◆ **BLOCO DE TEXTO**:
===

A E. faecalis ao aderir-se e ao invadir os tecidos, consegue se multiplicar e resistir aos mecanismos de defesa do hospedeiro e a outras espécies bacterianas por meio de seus fatores de virulência. Destaca-se como um importante fator de virulência a proteína extracelular de superfície (esp), que participa na formação de biofilme, auxiliando as bactérias a resistirem ao efeito bactericida de medicações, como o hidróxido de cálcio.
5)Tratamento
O tratamento varia de acordo com o local da infecção e teste de sensibilidade.
Em relação à endocardite enterocócica, a grande maioria dos E. faecalis clínicos isolados permanecem suscetíveis à penicilina e ampicilina e, consequentemente, esses antibióticos continuam sendo uma parte muito importante do arsenal terapêutico contra essa espécie. Uma questão mais desafiadora tem sido o desenvolvimento de resistência de alto nível aos aminoglicosídeos (HLRAG), como gentamicina e estreptomicina. A resistência à ampicilina e vancomicina é rara e incomum, respectivamente, em isolados de E. faecalis e esses até o momento estão suscetíveis à ampicilina.
Em relação à infecções do trato urinário, não requerem terapia bactericida, e se o organismo causador for sensível, geralmente são tratados com um único antibiótico, como ampicilina.

===

◆ **REQUISITO 1**: No texto sobre a E. faecalis, qual proteína é destacada como um importante fator de virulência?
◆ **REQUISITO 2**: Continue o texto sobre a E. faecalis a partir do ponto em que ele termina.

===

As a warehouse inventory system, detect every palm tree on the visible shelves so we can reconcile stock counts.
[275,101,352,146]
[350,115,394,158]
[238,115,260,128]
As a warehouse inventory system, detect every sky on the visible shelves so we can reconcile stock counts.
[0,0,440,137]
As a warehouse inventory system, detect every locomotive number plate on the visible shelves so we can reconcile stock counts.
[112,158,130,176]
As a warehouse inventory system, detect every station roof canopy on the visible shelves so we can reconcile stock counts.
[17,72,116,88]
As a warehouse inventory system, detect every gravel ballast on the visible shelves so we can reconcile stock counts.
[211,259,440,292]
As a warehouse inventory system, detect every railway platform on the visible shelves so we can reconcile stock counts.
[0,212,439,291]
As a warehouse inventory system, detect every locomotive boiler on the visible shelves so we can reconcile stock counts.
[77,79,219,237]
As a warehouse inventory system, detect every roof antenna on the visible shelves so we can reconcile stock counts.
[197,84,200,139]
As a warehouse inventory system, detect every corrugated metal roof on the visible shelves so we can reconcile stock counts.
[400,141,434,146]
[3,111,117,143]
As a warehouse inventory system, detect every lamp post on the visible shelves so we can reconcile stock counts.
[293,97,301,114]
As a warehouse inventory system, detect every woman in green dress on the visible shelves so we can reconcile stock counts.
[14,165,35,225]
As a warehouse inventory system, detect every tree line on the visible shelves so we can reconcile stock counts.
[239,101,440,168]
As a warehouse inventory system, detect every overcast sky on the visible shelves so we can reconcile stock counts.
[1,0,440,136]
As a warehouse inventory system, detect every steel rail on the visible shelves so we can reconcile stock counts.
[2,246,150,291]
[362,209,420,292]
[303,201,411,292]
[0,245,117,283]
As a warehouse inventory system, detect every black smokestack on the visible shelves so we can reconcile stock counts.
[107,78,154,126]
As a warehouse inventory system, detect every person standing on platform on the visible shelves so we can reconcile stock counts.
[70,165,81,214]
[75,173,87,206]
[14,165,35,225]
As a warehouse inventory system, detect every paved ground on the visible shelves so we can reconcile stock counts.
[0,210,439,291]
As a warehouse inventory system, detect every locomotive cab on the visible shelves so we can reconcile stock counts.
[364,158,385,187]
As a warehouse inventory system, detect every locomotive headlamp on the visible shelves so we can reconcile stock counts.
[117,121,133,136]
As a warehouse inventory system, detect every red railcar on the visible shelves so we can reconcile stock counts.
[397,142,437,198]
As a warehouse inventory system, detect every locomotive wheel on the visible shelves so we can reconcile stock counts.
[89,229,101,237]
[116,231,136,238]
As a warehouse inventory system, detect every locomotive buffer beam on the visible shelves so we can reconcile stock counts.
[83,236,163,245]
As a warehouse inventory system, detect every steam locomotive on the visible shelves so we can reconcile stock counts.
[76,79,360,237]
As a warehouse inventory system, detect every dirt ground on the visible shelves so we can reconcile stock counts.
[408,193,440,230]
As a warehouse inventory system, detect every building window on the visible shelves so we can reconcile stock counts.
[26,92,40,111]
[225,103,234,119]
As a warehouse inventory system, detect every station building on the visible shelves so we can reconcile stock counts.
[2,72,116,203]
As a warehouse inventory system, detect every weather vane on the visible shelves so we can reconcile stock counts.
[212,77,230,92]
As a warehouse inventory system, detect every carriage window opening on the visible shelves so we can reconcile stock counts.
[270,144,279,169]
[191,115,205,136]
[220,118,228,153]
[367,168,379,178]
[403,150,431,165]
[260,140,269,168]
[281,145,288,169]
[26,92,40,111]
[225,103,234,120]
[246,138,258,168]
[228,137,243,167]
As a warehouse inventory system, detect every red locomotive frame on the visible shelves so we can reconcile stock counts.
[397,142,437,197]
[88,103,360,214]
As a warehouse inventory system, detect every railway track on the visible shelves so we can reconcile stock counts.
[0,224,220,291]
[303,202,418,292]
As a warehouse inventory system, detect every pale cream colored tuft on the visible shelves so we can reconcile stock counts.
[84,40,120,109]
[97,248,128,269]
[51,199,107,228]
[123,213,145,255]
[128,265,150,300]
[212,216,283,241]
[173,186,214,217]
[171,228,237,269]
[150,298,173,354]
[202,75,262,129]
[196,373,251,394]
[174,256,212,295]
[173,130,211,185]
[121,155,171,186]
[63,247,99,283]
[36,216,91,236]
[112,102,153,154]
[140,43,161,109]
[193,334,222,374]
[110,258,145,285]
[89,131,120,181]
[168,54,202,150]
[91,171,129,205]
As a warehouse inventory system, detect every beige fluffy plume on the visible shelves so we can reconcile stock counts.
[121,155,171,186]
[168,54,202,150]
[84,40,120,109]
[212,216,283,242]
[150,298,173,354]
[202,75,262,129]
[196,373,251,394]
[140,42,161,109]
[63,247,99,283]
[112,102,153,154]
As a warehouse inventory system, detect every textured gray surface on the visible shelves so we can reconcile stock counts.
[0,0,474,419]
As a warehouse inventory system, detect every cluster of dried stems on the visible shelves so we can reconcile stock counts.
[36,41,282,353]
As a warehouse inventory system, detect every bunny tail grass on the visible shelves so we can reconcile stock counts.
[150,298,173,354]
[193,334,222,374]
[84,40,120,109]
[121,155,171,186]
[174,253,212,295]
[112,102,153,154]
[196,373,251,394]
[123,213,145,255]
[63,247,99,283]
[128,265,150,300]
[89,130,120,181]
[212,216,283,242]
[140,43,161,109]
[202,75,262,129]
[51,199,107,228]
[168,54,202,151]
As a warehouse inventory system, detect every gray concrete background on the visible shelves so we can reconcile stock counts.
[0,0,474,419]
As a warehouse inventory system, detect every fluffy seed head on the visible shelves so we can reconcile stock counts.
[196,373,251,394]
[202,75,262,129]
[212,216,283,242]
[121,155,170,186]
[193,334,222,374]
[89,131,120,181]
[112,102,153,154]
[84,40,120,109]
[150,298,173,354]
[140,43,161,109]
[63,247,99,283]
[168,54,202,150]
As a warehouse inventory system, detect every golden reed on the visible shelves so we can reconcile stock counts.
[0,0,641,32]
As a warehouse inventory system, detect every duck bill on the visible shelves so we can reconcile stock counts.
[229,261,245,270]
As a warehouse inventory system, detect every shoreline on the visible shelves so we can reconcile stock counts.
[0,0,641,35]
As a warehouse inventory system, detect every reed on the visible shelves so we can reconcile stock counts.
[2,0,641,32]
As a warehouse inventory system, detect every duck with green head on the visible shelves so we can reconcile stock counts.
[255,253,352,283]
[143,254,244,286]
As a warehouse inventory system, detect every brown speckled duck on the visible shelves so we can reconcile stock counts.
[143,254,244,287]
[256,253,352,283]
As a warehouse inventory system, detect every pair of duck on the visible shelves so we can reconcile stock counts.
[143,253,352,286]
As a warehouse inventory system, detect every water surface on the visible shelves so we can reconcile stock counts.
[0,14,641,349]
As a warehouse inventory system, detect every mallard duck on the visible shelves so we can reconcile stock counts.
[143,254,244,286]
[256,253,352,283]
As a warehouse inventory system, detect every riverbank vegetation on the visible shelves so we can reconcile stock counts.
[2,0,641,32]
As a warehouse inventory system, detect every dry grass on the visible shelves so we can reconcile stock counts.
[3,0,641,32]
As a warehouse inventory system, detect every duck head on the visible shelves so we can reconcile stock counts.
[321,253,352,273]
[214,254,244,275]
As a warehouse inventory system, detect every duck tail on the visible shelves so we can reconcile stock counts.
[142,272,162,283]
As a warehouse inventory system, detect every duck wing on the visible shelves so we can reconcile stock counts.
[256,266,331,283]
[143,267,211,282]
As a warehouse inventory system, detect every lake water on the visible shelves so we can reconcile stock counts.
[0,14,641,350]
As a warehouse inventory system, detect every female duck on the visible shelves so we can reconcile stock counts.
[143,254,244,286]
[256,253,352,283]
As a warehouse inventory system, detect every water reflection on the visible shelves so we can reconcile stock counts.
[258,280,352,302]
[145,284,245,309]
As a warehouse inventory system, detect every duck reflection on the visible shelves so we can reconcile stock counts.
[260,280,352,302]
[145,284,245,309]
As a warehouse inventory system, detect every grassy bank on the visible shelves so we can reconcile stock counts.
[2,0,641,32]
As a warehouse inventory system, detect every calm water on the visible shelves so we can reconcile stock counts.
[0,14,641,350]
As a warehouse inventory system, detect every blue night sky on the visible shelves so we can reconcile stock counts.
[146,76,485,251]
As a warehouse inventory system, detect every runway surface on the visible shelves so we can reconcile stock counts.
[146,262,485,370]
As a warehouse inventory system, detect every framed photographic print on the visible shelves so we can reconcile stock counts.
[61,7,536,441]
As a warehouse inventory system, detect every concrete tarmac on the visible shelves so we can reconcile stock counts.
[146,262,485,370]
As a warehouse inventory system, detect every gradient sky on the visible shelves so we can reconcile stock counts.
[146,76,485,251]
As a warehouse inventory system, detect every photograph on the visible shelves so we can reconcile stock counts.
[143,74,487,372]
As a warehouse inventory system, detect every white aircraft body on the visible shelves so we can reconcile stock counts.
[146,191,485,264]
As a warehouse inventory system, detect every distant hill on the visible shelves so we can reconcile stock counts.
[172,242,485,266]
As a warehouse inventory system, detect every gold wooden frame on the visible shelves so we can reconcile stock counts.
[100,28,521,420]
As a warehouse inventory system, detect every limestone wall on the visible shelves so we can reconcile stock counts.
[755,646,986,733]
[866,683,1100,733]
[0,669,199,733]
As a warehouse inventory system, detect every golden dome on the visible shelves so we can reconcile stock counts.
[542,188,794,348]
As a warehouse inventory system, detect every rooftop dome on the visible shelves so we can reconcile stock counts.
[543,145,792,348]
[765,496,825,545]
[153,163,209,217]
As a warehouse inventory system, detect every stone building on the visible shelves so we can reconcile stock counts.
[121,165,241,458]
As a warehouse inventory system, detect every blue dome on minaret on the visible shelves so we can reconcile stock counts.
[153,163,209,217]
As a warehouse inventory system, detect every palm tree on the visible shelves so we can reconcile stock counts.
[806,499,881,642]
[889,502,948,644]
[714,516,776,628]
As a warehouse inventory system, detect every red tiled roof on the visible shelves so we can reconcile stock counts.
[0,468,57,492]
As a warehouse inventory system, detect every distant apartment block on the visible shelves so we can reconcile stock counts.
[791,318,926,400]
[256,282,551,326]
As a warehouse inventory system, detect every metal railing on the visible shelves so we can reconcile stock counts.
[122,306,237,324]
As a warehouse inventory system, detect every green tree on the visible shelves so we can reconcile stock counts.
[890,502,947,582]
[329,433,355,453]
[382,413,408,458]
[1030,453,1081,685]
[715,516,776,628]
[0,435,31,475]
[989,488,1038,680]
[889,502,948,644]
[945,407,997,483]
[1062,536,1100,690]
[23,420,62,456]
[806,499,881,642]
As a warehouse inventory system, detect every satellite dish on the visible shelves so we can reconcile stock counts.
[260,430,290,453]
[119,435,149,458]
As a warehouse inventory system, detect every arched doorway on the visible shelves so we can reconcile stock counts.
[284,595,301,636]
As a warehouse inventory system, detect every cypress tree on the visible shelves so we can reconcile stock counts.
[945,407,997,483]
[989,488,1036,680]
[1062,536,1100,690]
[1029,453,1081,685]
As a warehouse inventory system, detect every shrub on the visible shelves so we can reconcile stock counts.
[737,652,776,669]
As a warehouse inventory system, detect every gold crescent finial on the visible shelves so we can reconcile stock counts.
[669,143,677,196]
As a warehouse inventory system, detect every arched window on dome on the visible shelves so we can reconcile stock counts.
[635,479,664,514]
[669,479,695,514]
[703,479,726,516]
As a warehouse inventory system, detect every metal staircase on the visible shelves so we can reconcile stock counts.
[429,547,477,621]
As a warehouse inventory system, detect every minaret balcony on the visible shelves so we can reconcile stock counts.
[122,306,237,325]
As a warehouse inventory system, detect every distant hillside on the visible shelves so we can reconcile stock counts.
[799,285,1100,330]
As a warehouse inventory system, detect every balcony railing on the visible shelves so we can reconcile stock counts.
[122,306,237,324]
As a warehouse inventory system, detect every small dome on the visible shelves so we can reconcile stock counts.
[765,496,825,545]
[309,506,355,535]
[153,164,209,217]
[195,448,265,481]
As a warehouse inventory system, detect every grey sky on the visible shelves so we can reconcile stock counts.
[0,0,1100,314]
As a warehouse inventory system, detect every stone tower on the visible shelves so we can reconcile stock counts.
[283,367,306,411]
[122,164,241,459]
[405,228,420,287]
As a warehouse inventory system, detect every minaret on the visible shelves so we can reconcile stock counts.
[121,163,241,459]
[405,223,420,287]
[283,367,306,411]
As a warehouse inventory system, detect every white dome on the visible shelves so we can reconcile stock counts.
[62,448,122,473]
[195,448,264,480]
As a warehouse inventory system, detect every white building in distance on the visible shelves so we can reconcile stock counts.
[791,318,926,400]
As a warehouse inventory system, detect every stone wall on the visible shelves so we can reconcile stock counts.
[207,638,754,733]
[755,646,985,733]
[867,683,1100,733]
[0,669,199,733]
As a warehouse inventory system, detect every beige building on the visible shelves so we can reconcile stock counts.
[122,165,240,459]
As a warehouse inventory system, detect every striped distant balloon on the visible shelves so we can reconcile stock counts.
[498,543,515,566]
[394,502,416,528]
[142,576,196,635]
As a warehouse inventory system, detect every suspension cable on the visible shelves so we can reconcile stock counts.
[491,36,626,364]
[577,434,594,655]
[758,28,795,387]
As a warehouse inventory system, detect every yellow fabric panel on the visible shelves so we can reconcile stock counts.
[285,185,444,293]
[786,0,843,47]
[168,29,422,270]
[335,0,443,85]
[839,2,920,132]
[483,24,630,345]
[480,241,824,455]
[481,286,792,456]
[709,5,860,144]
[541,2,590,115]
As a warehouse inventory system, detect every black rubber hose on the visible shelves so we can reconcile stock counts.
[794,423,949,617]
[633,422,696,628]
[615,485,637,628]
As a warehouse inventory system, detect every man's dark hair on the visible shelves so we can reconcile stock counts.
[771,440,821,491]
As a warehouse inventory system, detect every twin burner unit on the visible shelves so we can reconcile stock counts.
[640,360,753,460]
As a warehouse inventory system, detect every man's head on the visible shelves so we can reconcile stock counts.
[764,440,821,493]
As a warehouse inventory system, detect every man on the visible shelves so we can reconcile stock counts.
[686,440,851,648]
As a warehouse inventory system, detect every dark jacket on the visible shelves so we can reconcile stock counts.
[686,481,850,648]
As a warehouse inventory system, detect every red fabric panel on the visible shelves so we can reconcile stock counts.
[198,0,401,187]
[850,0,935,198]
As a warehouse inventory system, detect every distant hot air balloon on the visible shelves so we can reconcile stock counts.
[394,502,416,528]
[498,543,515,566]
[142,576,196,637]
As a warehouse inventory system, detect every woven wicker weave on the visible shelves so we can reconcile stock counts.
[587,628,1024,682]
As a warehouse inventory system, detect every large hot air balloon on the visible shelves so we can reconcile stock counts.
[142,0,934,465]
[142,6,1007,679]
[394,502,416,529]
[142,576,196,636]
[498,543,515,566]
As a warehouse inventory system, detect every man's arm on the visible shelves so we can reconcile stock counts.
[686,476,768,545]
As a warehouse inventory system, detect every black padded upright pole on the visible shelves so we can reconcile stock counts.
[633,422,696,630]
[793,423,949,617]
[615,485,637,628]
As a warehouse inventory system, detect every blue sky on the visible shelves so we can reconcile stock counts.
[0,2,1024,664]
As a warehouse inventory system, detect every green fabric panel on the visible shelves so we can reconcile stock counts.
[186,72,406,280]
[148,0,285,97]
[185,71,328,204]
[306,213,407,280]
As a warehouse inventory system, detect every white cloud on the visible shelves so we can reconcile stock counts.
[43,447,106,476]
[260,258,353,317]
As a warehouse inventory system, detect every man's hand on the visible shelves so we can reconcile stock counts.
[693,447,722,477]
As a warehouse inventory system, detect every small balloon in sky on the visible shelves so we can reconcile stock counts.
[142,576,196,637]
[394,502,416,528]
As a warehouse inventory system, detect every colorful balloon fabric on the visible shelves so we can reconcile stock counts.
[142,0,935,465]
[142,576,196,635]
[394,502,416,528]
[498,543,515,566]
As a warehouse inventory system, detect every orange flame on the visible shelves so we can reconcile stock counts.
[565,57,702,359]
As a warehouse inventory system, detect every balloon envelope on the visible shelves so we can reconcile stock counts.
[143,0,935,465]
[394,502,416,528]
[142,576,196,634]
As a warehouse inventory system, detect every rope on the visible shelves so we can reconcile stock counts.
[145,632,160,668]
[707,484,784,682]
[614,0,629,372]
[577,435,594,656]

===

◆ **RESULTADO DA TAREFA 1**: A proteína extracelular de superfície (esp).

◆ **RESULTADO DA TAREFA 2**:
6) Prevenção e Educação em saúde
A bactéria Enterococcus faecalis apresenta caráter oportunista, assim, fatores como a idade, o estado de imunidade, qualquer patologia subjacente, e as intervenções a nível de diagnóstico e terapêuticas aplicadas são alguns dos determinantes para analisar maior probabilidade de infecções. As crianças, idosos e imunodeprimidos são grupos de maior risco, devido à sua menor resistência.
Para a prevenção das infecções ocasionadas pelo Enterococcus faecalis é essencial a realização de todos os cuidados básicos interpessoais e higiênicos. Dessa forma, a higienização das mãos constante é de suma importância, pois constitui uma ação simples, rápida e fundamental para a redução das infecções, tendo em vista que as mãos são um veículo muito comum de transmissão cruzada de patógenos. A higiene adequada da região íntima e as micções frequentes também são outras medidas necessárias para reduzir os riscos de infecções causadas pelo Enterococcus faecalis.
No ambiente hospitalar, essa bactéria representa uma das maiores causas de infecções a nível mundial, já que esse local é um grande reservatório de microrganismos e o E.faecalis pode ser encontrado na água, áreas úmidas, além de equipamentos médicos, alimentos ou mesmo em partículas do ar. Tal realidade demanda uma desinfecção constante desses ambientes, além de esterilização de materiais médicos para reduzir as contaminações por tal agente infeccioso.
Além desses métodos de prevenção para reduzir as chances de infecção, a restrição do uso indiscriminado de antibióticos é fundamental para impedir a disseminação de microrganismos resistentes. Nas últimas décadas, o E.faecalis tem demonstrado elevadas capacidades de aquisição de múltiplas resistências, o que o torna um patógeno multirresistente a quase todos os antibióticos, sendo, desse modo, indispensável a utilização racional desses medicamentos.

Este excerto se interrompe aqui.